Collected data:
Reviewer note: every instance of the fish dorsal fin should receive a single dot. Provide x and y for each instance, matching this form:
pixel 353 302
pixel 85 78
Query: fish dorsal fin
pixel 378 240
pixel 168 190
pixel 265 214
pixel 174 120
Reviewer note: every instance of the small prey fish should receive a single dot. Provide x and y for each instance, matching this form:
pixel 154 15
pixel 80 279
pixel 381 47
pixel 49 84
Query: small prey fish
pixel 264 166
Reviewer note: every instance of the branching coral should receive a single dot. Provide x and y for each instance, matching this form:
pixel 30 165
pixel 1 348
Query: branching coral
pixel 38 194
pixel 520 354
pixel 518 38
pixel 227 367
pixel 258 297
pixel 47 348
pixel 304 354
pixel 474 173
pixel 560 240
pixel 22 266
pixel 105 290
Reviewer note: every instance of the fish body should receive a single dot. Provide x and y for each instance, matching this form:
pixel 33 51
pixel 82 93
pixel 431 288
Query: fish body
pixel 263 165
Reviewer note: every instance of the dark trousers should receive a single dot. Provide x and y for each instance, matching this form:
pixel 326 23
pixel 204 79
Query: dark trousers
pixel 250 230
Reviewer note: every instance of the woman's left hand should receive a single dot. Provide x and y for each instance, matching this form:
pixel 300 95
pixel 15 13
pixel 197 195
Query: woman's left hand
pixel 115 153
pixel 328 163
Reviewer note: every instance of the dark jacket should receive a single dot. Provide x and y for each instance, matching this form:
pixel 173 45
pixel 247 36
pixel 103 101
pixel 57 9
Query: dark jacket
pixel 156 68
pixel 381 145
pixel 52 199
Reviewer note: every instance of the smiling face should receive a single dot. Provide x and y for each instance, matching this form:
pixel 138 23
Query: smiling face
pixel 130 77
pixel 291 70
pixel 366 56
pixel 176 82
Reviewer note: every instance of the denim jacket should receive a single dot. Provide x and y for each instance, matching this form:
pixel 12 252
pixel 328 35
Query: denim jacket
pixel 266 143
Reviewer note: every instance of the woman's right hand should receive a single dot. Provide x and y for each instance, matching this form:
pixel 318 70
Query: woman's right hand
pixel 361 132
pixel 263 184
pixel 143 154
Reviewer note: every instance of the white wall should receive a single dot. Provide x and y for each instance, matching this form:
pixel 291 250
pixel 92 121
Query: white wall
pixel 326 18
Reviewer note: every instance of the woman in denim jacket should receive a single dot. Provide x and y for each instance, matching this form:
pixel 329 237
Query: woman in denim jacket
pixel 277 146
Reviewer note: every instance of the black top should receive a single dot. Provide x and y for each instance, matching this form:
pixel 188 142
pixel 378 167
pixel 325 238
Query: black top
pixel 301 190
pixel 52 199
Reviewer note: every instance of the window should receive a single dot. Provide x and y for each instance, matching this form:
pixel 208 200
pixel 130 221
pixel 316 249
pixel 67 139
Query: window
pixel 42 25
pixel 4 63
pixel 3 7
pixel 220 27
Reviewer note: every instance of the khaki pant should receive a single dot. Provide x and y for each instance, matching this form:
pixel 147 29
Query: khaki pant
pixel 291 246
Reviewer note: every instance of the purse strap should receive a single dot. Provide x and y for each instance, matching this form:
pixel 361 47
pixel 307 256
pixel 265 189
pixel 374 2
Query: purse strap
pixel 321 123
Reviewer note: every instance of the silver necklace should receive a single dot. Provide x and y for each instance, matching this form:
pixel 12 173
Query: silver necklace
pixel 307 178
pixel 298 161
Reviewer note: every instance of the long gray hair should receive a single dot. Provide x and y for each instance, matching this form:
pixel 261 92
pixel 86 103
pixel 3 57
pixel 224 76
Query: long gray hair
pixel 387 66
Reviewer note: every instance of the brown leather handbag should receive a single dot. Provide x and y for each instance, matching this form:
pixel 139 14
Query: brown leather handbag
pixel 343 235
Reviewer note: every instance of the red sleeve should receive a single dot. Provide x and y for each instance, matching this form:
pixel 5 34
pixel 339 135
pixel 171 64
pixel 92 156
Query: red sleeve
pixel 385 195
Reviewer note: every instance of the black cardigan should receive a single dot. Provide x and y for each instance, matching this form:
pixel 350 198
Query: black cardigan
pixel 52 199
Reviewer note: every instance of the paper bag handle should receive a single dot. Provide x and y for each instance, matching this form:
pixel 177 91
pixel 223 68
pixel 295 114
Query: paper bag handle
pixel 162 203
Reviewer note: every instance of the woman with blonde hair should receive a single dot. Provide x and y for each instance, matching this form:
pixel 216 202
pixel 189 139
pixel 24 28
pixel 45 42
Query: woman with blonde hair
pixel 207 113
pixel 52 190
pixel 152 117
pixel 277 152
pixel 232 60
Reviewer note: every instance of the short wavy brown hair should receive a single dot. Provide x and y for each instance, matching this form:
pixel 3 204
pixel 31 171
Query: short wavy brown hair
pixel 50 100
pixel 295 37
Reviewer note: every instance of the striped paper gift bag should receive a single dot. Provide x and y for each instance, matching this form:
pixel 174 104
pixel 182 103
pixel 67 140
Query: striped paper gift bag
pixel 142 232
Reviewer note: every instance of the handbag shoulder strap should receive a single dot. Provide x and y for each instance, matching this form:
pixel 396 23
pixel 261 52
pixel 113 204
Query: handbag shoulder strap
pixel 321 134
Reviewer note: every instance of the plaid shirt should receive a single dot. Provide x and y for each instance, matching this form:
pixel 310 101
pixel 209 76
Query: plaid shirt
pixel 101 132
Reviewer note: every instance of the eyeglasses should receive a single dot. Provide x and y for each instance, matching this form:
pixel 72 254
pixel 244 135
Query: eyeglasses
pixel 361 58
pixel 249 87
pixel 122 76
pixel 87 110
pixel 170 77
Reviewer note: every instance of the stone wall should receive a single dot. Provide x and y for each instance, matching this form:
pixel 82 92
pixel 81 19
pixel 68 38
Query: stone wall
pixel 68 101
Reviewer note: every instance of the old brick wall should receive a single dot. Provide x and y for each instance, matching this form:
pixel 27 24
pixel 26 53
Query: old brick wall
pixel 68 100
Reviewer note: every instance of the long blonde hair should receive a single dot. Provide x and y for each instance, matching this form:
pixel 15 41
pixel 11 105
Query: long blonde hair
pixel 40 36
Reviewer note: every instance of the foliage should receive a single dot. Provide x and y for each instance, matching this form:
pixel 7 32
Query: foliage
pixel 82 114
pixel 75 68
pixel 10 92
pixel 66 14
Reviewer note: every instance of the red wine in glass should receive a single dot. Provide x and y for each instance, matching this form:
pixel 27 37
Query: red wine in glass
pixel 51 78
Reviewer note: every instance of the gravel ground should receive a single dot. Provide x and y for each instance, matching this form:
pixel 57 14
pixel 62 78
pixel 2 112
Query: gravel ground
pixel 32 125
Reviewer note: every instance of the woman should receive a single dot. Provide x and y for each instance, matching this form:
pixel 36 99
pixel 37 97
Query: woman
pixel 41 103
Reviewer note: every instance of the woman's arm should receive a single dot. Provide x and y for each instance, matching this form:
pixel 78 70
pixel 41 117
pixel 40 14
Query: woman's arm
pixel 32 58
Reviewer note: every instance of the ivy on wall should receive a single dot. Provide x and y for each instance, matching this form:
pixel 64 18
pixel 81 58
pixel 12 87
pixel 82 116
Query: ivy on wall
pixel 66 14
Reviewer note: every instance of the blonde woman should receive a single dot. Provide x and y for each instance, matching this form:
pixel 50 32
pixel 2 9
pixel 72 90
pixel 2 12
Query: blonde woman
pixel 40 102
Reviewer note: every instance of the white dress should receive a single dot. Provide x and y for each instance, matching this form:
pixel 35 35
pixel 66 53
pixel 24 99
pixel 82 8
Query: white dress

__What you need to do__:
Look above for the line with "pixel 92 156" and the line with "Reviewer note: every instance of the woman with"; transcribe both and all lines in between, exactly, and nothing else.

__Written answer__:
pixel 92 156
Query: red sleeve
pixel 385 195
Reviewer note: every instance of the black cardigan should receive a single dot. Provide x and y for each instance, matching this form:
pixel 350 198
Query: black cardigan
pixel 52 199
Reviewer note: every instance of the paper bag handle should receive a single dot. Provide x and y for each instance, matching this form:
pixel 177 91
pixel 223 68
pixel 295 114
Query: paper bag handle
pixel 162 203
Reviewer note: every instance of the woman with blonde hair should receive a single dot. Provide x and y for each instance, matching this form:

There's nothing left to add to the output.